(Document passage begins)
The top 1 percent received 21.8 percent of all reported income in 2005, up significantly from 19.8 percent the year before and more than double their share of income in 1980.
Over the period of time that conservative policies have been enacted the primary beneficiaries have been those at making the most in society.
The illusion that we are fed that the culture war is between a socially liberal society that condones almost any type of behavior is presented because it is a mask for the real culture war that is occurring. When you make more than a an honest days pay you are taking away from someone else. If you make more money than you have done work you are taking away from someone else and this taking away is what causes poverty. You cause poverty if you make more than you have earned and you are directly responsible for the unnecessary suffering of other human beings. The real culture war is shrugged off by conservative income earners at the top levels as nothing more than class warfare. Class warfare is a term thrown around by those at the top who are engaged in class warfare. A warfare to protect their very way of life and privilege. But make no mistake with that privileged life comes consequences. The consequence of creating a society where some are privileged is creating a society where some are also left with a hopeless existence. An existence that is unable to sustain a family. An existence that drives married couples apart from the overwhelming stress of economic weight.
It is not Socialist for the government to put regulations in place that tax the top income earners in order for everyone in this country to have the chance at a life with dignity. It is not the government encroaching in the lives of Americans to require that companies live up the promises they make to both their employees and their consumers and pay a decent wage and provide a quality product that does not cause harm to the consumer. These are not Socialist ideals. These are basic ideals of a Democratic society that is ruled by the people that tries to work for the people so that the average American may not be a victim of the economic culture war but a person who is able to do a job with dignity and provide for their family. Make no mistake a culture war is being fought in America, but the real culture war is an economic culture war of which the stakes are nothing less than a society with two classes, one who rules and one who toils in debt, and a society in which every person has the ability to gain honest work and be provided a just wage for that work that enables them to support themselves and/or their family.
(Document passage ends)
■ Prompt ■
List every requirement on companies that the passage on the economic culture war says the government can impose without encroaching in the lives of Americans.
(Records provided begins)
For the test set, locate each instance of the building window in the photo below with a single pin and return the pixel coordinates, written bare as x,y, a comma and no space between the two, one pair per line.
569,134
(Records provided ends)
(Records provided begins)
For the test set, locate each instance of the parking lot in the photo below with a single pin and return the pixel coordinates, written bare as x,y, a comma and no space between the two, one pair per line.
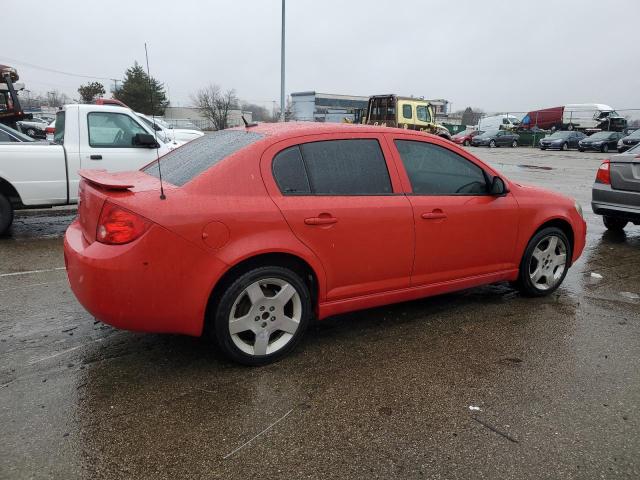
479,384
(Records provided ends)
(Records provided begins)
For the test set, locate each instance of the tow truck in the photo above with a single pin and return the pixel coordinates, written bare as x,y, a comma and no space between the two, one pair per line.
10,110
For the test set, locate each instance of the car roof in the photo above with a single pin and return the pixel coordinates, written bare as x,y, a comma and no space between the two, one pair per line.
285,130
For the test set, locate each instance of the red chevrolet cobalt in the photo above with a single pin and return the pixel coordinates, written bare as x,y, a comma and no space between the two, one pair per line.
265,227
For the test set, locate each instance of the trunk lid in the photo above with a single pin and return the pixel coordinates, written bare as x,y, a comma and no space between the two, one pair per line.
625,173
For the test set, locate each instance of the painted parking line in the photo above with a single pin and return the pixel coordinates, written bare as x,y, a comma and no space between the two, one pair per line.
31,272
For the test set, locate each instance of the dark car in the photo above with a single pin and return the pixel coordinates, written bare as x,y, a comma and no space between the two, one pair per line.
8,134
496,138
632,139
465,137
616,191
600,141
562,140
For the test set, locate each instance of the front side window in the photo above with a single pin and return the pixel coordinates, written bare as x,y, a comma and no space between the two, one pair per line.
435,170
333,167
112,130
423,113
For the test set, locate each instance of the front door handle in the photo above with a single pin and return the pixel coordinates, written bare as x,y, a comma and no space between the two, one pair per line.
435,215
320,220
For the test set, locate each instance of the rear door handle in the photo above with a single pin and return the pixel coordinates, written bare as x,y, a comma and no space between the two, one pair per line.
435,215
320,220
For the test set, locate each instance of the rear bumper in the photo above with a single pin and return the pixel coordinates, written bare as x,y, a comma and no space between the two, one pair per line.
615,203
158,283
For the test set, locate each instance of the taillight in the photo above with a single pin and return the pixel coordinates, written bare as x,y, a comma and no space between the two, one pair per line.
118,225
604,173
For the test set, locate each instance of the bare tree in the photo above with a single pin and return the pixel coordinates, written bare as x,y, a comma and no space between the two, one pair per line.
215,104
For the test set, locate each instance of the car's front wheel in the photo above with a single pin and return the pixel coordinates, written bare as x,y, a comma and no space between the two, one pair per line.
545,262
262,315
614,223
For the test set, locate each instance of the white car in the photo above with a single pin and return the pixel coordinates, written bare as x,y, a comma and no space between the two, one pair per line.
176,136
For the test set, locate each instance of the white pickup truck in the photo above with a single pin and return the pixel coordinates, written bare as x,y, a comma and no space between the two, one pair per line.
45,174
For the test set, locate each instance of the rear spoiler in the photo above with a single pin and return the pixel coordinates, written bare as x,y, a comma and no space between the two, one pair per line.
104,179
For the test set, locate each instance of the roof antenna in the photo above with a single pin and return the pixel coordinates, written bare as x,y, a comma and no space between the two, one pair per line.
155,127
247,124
(Records provided ends)
■ Exercise response ■
- Live up to the promises they make to both their employees and their consumers
- Pay a decent wage
- Provide a quality product that does not cause harm to the consumer